Stored items
<<<<
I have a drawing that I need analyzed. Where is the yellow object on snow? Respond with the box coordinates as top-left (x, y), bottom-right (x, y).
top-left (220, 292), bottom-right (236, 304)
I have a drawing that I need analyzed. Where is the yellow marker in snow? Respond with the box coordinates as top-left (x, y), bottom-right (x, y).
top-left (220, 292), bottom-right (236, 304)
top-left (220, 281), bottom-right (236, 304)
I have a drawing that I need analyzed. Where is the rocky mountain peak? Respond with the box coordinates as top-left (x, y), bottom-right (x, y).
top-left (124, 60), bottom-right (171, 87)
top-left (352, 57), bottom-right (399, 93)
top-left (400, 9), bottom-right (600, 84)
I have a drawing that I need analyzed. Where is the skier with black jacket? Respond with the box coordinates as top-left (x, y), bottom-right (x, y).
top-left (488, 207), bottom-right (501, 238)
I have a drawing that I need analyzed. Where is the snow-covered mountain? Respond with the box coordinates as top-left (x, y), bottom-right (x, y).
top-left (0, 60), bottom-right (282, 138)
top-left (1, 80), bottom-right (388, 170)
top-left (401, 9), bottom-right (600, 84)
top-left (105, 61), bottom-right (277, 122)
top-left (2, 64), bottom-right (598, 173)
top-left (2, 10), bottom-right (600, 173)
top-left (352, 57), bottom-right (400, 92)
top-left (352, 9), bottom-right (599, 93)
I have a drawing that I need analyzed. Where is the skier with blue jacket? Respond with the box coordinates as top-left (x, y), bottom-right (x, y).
>>>>
_Exercise aim_:
Please copy out each entry exactly as it appears above.

_Task output_:
I have a drawing that I need analyzed. Where is the yellow object on snow? Respond with the box coordinates as top-left (x, y), bottom-right (x, y).
top-left (220, 292), bottom-right (236, 304)
I have a drawing that I need analyzed. Where is the yellow marker in snow? Respond with the box coordinates as top-left (x, y), bottom-right (x, y).
top-left (220, 292), bottom-right (236, 304)
top-left (220, 281), bottom-right (236, 304)
I have a drawing that I need analyzed. Where is the rocky mountain peak? Respond with the box coordinates as top-left (x, y), bottom-right (x, y).
top-left (124, 60), bottom-right (171, 87)
top-left (352, 57), bottom-right (399, 93)
top-left (400, 9), bottom-right (600, 84)
I have a drawing that I need analyzed. Where is the skier with black jacket? Respond with the box coordinates as top-left (x, y), bottom-right (x, y).
top-left (488, 207), bottom-right (501, 238)
I have a drawing that I need analyzed. Where is the snow-covered mountain? Respond with the box coordinates as top-left (x, y), bottom-right (x, y).
top-left (0, 60), bottom-right (282, 138)
top-left (1, 80), bottom-right (388, 170)
top-left (401, 9), bottom-right (600, 84)
top-left (105, 61), bottom-right (277, 122)
top-left (2, 64), bottom-right (598, 173)
top-left (2, 10), bottom-right (600, 173)
top-left (352, 57), bottom-right (400, 92)
top-left (352, 9), bottom-right (599, 93)
I have a drawing that I need analyzed. Where is the skier with blue jacket? Respond with the box coordinates as top-left (x, y), bottom-right (x, y).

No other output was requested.